Stored items:
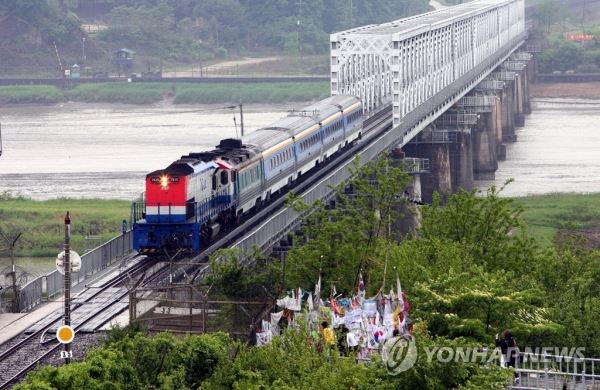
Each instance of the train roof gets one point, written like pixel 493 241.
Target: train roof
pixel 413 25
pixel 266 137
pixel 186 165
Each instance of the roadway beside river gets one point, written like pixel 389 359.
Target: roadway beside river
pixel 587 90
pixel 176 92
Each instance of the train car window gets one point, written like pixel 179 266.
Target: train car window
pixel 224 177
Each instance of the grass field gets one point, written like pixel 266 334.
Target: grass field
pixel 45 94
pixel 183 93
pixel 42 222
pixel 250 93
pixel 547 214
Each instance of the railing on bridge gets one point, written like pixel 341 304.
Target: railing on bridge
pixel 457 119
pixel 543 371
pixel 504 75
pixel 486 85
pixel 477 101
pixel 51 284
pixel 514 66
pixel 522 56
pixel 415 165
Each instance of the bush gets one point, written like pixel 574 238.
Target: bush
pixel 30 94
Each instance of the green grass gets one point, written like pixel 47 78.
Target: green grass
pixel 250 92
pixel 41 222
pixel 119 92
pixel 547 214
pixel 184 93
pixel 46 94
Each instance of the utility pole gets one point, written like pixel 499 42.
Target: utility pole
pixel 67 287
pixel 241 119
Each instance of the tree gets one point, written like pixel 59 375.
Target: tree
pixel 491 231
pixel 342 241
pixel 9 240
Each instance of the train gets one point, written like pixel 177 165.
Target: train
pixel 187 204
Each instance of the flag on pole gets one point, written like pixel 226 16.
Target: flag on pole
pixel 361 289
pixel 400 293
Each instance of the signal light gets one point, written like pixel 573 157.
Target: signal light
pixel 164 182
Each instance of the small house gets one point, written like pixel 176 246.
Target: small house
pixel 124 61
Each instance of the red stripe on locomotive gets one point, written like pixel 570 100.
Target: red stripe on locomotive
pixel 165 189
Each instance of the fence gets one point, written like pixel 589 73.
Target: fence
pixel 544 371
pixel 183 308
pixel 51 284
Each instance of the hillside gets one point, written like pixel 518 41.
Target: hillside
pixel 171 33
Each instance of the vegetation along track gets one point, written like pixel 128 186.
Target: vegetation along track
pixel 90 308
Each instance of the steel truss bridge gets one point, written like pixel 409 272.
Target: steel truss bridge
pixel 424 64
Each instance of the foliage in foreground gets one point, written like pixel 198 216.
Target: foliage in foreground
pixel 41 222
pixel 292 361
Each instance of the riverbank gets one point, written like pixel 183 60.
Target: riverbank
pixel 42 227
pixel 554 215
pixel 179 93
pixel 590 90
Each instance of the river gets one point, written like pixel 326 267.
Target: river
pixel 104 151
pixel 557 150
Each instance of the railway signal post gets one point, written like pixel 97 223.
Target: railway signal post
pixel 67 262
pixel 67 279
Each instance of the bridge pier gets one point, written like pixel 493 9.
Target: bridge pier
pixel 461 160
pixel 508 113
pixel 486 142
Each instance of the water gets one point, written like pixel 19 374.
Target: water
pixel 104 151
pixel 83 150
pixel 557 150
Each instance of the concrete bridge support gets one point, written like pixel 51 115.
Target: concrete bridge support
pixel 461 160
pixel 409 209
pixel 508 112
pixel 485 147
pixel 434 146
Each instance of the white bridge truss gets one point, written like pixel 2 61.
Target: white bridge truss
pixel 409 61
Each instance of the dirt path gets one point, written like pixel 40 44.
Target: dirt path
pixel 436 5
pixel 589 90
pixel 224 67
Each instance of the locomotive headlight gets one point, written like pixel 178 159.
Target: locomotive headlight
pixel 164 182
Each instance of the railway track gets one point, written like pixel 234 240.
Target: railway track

> Exercise
In the entries above, the lines between the one holding "Target: vegetation along track" and the one holding "Each instance of the riverbank", inclusive, are to be printed exactly as written, and those alone.

> Answer section
Target: vegetation along track
pixel 90 308
Each instance of the steel truss bridge gets one point, written like pixel 409 272.
Target: steel truss bridge
pixel 424 64
Each instance of the foliage in foreground gets one point, written like pixel 198 216.
Target: foliage in foreground
pixel 41 222
pixel 292 361
Each instance of the riverbank gets one point, written like pixel 183 60.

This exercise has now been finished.